▸ **REQUIREMENT**
Could you copy every line of the data that contains the word "below"?

((

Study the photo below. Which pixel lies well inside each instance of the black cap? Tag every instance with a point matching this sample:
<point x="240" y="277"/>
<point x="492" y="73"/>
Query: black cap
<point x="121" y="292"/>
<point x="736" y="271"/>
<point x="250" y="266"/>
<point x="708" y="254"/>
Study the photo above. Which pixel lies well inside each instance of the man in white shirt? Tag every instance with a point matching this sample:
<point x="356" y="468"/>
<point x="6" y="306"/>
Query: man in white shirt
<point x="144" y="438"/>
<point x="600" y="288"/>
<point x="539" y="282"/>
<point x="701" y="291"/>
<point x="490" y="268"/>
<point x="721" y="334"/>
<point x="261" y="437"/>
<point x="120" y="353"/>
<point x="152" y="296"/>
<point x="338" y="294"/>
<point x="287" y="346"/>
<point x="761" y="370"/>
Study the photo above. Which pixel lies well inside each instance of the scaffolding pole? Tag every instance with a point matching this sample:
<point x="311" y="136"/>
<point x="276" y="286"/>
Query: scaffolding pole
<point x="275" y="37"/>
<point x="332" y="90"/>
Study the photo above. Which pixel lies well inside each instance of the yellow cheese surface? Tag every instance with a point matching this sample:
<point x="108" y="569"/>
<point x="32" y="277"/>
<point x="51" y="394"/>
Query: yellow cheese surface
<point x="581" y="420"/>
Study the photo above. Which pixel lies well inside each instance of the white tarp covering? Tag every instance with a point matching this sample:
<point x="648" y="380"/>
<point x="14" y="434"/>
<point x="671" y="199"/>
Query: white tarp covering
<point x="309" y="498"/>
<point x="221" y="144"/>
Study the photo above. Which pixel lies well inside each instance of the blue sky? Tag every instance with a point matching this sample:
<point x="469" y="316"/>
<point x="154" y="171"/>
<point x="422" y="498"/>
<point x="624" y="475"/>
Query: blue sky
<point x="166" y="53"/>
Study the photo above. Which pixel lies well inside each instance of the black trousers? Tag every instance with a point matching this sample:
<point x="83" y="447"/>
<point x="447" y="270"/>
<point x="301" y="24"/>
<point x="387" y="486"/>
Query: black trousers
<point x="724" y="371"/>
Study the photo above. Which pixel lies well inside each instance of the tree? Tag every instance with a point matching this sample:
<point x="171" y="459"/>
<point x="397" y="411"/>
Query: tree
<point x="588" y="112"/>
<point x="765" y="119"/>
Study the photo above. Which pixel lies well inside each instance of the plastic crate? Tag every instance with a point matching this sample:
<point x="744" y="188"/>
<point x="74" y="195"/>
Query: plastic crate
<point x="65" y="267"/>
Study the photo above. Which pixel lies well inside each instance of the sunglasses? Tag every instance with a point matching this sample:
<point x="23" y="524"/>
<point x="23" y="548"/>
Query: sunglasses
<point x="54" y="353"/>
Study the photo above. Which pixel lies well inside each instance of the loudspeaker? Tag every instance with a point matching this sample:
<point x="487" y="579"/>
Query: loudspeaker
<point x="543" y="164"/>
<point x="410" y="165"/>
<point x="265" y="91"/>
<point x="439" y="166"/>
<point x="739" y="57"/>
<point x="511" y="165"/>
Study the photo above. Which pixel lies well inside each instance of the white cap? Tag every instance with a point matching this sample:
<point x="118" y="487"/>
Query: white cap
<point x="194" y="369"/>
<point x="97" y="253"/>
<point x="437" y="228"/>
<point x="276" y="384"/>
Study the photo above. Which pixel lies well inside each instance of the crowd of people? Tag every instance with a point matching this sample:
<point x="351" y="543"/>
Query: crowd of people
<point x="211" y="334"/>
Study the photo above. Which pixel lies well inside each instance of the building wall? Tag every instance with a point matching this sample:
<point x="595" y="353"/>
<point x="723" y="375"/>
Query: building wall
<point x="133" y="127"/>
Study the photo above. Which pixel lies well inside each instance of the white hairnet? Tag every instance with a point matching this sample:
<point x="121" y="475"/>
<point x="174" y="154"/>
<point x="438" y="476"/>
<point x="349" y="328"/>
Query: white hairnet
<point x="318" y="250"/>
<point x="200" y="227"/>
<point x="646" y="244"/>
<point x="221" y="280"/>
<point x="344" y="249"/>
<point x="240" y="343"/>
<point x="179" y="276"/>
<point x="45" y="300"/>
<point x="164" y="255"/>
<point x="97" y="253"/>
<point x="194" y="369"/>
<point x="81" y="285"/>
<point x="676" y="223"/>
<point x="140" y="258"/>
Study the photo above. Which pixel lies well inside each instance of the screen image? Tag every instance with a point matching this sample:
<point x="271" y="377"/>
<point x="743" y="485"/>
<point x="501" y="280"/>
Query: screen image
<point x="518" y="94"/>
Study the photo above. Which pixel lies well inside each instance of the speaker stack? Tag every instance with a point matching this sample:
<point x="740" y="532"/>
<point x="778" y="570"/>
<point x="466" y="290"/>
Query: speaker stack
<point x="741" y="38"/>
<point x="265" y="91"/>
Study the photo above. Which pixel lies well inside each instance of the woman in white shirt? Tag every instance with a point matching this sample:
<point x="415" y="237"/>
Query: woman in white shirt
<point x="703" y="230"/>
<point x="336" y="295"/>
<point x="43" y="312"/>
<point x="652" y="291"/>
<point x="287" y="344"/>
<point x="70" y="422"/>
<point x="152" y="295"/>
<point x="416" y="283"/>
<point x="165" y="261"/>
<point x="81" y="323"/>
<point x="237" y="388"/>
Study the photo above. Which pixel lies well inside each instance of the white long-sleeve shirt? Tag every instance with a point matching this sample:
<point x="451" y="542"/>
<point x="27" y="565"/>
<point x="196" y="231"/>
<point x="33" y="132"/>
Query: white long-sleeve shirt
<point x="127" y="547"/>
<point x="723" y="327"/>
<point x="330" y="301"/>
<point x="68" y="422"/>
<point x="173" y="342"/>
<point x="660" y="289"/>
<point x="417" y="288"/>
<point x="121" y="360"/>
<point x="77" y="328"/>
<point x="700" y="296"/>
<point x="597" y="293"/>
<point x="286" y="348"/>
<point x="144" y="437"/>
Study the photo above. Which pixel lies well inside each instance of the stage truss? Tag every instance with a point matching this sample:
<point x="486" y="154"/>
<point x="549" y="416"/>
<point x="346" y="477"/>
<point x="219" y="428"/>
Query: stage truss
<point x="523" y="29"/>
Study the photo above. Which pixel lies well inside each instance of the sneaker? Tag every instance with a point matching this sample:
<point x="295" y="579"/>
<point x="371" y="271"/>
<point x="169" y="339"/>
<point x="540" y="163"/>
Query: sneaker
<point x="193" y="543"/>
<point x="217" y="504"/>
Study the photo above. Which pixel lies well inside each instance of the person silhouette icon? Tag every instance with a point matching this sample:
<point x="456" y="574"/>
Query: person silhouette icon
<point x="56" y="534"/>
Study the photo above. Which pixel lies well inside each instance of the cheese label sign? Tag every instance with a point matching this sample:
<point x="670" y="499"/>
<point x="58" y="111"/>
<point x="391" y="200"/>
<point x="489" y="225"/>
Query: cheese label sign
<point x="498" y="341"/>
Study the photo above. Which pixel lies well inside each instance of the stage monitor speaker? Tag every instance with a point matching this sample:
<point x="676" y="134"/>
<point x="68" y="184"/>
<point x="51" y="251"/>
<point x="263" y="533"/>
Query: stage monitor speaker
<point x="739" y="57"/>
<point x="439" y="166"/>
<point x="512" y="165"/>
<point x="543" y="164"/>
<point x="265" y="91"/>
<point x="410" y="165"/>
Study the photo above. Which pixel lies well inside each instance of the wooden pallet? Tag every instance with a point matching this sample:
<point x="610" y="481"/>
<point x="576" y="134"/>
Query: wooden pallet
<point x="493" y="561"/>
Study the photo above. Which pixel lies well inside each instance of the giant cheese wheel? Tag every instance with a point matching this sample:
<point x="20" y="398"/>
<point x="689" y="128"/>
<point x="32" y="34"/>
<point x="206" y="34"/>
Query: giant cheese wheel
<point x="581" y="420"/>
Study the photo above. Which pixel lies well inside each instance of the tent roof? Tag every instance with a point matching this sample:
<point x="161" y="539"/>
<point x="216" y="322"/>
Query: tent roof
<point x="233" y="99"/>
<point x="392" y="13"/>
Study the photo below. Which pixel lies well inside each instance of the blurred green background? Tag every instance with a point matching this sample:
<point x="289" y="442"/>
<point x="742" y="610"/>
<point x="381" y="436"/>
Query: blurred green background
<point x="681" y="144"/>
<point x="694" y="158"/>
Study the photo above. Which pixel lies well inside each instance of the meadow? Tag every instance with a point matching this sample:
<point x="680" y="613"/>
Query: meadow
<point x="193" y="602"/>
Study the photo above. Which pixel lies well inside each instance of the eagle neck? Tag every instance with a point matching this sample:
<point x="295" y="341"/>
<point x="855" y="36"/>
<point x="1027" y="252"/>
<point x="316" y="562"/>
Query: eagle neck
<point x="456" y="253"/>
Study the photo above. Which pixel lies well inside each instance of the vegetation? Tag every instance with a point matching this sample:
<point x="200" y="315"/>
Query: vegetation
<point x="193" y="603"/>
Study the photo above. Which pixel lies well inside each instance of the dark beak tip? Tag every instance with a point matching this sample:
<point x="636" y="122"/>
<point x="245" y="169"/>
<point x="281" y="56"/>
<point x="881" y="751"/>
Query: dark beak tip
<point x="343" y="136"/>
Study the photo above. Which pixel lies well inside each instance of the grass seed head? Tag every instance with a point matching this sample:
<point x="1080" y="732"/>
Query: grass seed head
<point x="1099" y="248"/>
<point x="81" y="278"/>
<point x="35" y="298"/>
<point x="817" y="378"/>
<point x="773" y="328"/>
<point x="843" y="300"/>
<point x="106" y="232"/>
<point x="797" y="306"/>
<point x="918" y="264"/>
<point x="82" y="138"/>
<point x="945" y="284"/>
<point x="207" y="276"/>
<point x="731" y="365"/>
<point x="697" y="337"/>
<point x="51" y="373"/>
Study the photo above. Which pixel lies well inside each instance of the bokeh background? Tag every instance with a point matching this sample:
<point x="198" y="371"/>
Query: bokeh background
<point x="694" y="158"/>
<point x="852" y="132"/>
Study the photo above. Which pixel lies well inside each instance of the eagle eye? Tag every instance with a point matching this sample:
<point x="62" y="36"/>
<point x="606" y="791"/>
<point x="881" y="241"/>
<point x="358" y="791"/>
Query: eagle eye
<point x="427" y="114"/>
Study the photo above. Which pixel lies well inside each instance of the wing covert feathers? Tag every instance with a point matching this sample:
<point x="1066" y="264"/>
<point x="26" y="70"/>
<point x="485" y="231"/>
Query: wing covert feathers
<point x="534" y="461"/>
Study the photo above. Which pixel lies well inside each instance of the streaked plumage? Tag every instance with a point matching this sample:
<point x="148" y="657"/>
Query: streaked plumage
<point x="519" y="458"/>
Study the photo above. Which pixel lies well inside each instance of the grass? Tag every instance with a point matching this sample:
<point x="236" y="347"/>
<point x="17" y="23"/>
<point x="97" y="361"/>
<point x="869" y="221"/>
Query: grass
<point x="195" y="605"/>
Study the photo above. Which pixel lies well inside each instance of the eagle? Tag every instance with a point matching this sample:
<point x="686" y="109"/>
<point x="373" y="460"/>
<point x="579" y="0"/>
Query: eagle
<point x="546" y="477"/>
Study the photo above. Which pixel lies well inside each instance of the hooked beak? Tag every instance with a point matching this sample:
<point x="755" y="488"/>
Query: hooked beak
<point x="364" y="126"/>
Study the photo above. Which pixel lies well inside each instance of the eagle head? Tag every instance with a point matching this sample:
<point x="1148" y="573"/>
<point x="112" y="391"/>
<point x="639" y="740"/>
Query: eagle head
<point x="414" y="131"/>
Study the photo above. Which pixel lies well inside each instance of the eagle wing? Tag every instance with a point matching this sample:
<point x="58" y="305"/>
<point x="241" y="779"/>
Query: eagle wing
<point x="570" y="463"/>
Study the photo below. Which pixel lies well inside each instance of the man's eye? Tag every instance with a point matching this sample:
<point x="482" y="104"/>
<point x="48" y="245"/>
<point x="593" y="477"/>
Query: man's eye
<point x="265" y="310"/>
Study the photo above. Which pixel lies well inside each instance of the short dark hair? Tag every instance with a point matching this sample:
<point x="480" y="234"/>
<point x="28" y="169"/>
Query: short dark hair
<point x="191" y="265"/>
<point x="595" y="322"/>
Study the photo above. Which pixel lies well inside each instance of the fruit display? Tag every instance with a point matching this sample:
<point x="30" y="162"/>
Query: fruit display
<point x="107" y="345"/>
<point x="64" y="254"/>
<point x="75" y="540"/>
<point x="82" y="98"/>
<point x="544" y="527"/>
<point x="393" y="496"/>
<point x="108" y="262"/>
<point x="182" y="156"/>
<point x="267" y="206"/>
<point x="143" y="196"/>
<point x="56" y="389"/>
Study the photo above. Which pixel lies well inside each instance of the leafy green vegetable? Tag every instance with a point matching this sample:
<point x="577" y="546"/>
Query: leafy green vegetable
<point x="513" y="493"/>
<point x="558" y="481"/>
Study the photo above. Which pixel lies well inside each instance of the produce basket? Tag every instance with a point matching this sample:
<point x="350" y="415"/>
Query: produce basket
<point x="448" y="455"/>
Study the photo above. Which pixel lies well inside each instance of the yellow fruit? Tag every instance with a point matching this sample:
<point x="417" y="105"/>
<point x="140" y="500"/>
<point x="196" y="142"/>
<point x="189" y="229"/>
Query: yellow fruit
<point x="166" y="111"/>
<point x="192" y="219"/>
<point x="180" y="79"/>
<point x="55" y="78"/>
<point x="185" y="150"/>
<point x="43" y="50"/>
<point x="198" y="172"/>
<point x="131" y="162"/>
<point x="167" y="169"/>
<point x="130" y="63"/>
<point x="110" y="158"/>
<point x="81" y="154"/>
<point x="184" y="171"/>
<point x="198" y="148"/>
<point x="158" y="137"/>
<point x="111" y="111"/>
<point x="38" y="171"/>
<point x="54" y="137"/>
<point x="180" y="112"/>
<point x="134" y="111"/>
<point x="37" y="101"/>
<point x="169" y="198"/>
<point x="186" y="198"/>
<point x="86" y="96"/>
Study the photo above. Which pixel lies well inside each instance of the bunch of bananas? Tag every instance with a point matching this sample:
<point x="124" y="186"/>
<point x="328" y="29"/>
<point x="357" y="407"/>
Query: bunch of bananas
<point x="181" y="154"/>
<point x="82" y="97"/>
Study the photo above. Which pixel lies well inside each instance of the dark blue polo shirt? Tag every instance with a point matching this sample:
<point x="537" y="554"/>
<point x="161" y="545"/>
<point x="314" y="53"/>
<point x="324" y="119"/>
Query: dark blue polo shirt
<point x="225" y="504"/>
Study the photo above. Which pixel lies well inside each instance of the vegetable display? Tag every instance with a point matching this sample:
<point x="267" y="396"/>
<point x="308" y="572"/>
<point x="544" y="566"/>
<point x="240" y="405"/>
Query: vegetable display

))

▸ **EXPECTED ANSWER**
Study the photo below. Which pixel lies well inside each instance of the black cap? Tag every instance with a point matching this sample:
Study the photo below. Which pixel lies well inside each instance of the blurred green background? Tag every instance with a point matching this sample:
Study the photo below. Which pixel lies well inside each instance of the man's eye? Tag every instance with a point matching this sample:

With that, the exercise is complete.